Task statement — Reproduce the listing below word for word, keeping every line in its original order.

** start Provided records **

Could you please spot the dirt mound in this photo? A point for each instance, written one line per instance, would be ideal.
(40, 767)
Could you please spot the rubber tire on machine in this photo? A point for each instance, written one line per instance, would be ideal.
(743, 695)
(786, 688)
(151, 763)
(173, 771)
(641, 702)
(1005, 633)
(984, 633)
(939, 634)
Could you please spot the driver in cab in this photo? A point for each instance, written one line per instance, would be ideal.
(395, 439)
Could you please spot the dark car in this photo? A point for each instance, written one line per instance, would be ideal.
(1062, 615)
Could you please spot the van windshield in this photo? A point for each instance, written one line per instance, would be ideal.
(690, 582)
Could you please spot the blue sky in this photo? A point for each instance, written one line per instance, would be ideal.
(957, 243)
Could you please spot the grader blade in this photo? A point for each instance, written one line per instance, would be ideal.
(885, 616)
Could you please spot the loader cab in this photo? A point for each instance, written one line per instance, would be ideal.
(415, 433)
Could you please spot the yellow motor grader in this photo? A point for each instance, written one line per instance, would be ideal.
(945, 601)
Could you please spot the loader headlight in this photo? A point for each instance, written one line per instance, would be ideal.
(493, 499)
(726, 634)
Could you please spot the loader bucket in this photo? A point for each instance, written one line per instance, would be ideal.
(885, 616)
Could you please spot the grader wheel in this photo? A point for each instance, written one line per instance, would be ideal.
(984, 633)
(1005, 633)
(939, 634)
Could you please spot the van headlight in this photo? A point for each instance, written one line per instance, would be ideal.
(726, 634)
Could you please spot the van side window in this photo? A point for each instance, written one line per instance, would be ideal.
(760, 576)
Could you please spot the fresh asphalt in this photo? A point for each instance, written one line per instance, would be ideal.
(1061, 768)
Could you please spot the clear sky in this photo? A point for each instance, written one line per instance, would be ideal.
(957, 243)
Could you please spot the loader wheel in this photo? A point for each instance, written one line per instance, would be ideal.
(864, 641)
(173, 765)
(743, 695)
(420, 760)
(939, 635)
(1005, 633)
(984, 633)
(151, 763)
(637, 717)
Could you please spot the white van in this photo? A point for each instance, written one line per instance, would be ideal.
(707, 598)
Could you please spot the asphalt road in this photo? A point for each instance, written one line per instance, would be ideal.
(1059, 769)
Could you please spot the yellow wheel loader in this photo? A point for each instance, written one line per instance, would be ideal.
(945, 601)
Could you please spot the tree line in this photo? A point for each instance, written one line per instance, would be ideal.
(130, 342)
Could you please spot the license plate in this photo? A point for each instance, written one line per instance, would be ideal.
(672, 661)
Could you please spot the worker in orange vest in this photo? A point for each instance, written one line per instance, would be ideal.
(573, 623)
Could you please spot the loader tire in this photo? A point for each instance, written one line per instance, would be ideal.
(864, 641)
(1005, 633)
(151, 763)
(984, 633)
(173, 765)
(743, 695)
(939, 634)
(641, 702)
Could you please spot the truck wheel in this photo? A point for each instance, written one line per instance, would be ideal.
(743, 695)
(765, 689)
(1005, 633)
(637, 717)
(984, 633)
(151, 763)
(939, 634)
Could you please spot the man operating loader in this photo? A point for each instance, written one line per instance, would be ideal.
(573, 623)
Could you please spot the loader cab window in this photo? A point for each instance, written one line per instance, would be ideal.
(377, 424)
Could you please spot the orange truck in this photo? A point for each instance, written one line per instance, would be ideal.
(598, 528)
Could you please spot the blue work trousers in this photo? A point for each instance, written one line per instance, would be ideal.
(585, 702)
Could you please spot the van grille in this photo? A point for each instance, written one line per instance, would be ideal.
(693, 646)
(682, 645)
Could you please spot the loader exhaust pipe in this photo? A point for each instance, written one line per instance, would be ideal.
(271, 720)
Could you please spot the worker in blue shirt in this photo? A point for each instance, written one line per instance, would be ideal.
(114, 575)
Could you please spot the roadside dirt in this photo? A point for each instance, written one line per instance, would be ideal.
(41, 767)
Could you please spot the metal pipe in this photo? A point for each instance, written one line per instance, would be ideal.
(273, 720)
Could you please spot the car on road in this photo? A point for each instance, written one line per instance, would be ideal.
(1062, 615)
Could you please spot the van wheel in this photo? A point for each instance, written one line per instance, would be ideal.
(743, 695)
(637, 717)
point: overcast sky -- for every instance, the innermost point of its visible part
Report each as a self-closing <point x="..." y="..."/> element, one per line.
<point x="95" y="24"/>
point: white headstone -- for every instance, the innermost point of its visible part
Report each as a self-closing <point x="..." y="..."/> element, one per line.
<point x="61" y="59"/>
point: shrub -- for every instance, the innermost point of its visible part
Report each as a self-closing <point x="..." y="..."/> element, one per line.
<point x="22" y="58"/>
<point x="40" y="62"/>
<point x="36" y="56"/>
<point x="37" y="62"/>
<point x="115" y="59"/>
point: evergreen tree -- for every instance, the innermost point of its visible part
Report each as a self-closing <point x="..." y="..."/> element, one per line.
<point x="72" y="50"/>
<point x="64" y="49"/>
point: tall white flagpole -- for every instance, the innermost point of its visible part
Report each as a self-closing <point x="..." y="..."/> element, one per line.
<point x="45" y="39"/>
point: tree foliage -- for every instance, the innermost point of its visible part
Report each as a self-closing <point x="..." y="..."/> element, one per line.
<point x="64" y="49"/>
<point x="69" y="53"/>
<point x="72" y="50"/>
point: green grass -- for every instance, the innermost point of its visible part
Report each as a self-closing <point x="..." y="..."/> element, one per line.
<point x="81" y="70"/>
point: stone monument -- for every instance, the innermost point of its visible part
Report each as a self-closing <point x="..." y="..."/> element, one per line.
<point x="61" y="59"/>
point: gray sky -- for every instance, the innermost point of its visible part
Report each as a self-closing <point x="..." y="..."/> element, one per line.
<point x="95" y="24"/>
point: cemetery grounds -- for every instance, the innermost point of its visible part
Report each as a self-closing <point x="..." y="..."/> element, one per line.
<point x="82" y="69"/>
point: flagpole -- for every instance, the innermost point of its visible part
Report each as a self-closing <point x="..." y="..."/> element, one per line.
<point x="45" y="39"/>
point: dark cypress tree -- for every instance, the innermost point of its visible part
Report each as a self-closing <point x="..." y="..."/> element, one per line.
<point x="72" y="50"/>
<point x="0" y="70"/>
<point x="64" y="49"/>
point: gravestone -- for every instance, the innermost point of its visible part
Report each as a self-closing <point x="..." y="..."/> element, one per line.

** end Provided records **

Finished task —
Could you please spot the dirt mound in this photo? A point for each instance, written one line per instance, would be ideal.
(40, 767)
Could you please spot the rubber tire on machine in this photo? A point for each instance, written one line per instance, would be ideal.
(743, 695)
(786, 688)
(151, 763)
(173, 771)
(641, 702)
(1005, 633)
(984, 633)
(939, 634)
Could you please spot the driver in cab in this photo? A point for each instance, written one line per instance, would be ideal.
(395, 439)
Could you please spot the dark car in this photo? A point for each instance, written one line per instance, would be ideal.
(1062, 615)
Could you please spot the van windshield in this photo? A point for each instance, written one line per instance, would be ideal.
(690, 582)
Could you please spot the blue sky in this photo? A point for each instance, written one line per instance, would be ideal.
(957, 243)
Could you please spot the grader blade in this photo? A point for each instance, written one line per instance, would be ideal.
(885, 616)
Could you please spot the loader cab in this photo? A point for each instance, written one line per instance, would be ideal.
(415, 433)
Could you please spot the yellow motor grader in this photo? A point for each instance, written one line per instance, would be ideal.
(945, 601)
Could you please spot the loader headlight in this photo? A point for each instance, written one line per instance, would be ideal.
(493, 499)
(726, 634)
Could you please spot the loader bucket in this photo? A point for each instance, written one line per instance, would be ideal.
(885, 616)
Could you please spot the grader wheel in this photo? A point for each instance, written one line per instance, would be ideal.
(984, 633)
(1005, 633)
(939, 634)
Could you please spot the van headlight in this photo? A point for each instance, written one line per instance, would be ideal.
(726, 634)
Could you please spot the van side window in this photo? A point for each instance, written one line per instance, would be ideal.
(760, 576)
Could you please spot the fresh asphalt in this photo? A point for each instance, written one line per instance, would be ideal.
(1061, 768)
Could you please spot the clear sky in this photo? A point for each instance, written one line per instance, would be ideal.
(957, 243)
Could you please spot the loader wheel in this photo? A point for each instance, written one line per instance, would be ideal.
(864, 641)
(173, 765)
(743, 695)
(420, 760)
(939, 635)
(1005, 633)
(984, 633)
(151, 763)
(637, 717)
Could you please spot the white van in this photo? A point for each instance, written one line per instance, would be ideal.
(707, 598)
Could you please spot the asphalt road in this photo? A point for each instance, written one line per instance, would be ideal.
(1059, 769)
Could you please spot the yellow wheel loader in this photo? A point for each instance, written one line per instance, would be ideal.
(945, 601)
Could you please spot the tree line in this photo? A point for each instance, written one line per instance, would be ideal.
(130, 342)
Could you please spot the license plate in this photo? A point for each instance, written one line per instance, would be ideal.
(672, 661)
Could you please spot the worker in orange vest in this photo? A point for each instance, written one line per instance, would be ideal.
(573, 623)
Could you please spot the loader tire in this photo? A point for each instance, written one line per instance, would be ideal.
(864, 641)
(1005, 633)
(151, 763)
(984, 633)
(173, 765)
(743, 695)
(939, 634)
(641, 702)
Could you please spot the truck wheel in this photo? A point for each instance, written one line per instance, would be ideal.
(743, 695)
(765, 689)
(1005, 633)
(637, 717)
(984, 633)
(151, 763)
(939, 634)
Could you please spot the man operating loader in this photo? A point for each instance, written one line per instance, would be ideal.
(573, 623)
Could you please spot the loader cab window in this photo? A point for each instance, written one line per instance, would be ideal.
(377, 424)
Could you please spot the orange truck in this photo? A point for each instance, written one line per instance, would be ideal.
(598, 528)
Could you please spot the blue work trousers in this photo? A point for each instance, written one line per instance, would be ideal.
(585, 702)
Could you please spot the van grille in this photo? A point for each instance, written one line per instance, would be ideal.
(693, 646)
(682, 645)
Could you please spot the loader exhaust pipe in this photo? A point for each instance, written one line per instance, would be ideal.
(271, 720)
Could you please spot the worker in blue shirt in this photo? A point for each instance, written one line per instance, would be ideal.
(114, 575)
Could you please spot the roadside dirt in this photo? A point for each instance, written one line per instance, would be ideal.
(41, 767)
Could you please spot the metal pipe in this photo? A point for each instance, written one line per instance, would be ideal.
(273, 720)
Could you please spot the car on road in this photo? A point for each instance, written one line per instance, would be ideal.
(1062, 615)
Could you please spot the van wheel in this photo? A point for each instance, written one line per instance, would be ideal.
(743, 695)
(637, 717)
point: overcast sky -- for every instance, the innermost point of its visible part
Report each as a self-closing <point x="..." y="..."/> element, one per line.
<point x="95" y="24"/>
point: white headstone -- for every instance, the innermost point of its visible part
Report each as a self-closing <point x="..." y="..."/> element, one per line.
<point x="61" y="59"/>
point: shrub -- for every instance, the innermost point of its visible part
Report each as a self-closing <point x="..." y="..."/> element, one per line.
<point x="22" y="58"/>
<point x="40" y="62"/>
<point x="36" y="56"/>
<point x="37" y="62"/>
<point x="115" y="59"/>
point: evergreen tree -- for every instance, the innermost point of its visible part
Report each as a self-closing <point x="..." y="..."/> element, one per line.
<point x="72" y="50"/>
<point x="64" y="49"/>
point: tall white flagpole -- for every instance, the innermost point of its visible part
Report each as a self-closing <point x="..." y="..."/> element, one per line.
<point x="45" y="39"/>
point: tree foliage -- for every instance, the innermost point of its visible part
Report each as a self-closing <point x="..." y="..."/> element, one per line.
<point x="64" y="49"/>
<point x="69" y="53"/>
<point x="72" y="50"/>
point: green grass -- for every instance, the innermost point of its visible part
Report each as a self-closing <point x="..." y="..."/> element, one per line.
<point x="81" y="70"/>
point: stone monument -- for every instance, the innermost point of its visible part
Report each as a self-closing <point x="..." y="..."/> element, one per line.
<point x="61" y="59"/>
point: gray sky -- for every instance, the innermost point of its visible part
Report each as a self-closing <point x="..." y="..."/> element, one per line.
<point x="95" y="24"/>
point: cemetery grounds -- for every instance, the innermost point of its visible part
Report each as a self-closing <point x="..." y="..."/> element, one per line.
<point x="82" y="69"/>
point: flagpole -- for every instance, the innermost point of its visible part
Report each as a self-closing <point x="..." y="..."/> element, one per line.
<point x="45" y="39"/>
point: dark cypress tree -- for every instance, the innermost point of its visible part
Report each as a self-closing <point x="..." y="..."/> element, one per line.
<point x="72" y="50"/>
<point x="0" y="70"/>
<point x="64" y="49"/>
point: gravestone -- for every instance, the innermost point of its visible part
Report each as a self-closing <point x="..." y="..."/> element, one per line.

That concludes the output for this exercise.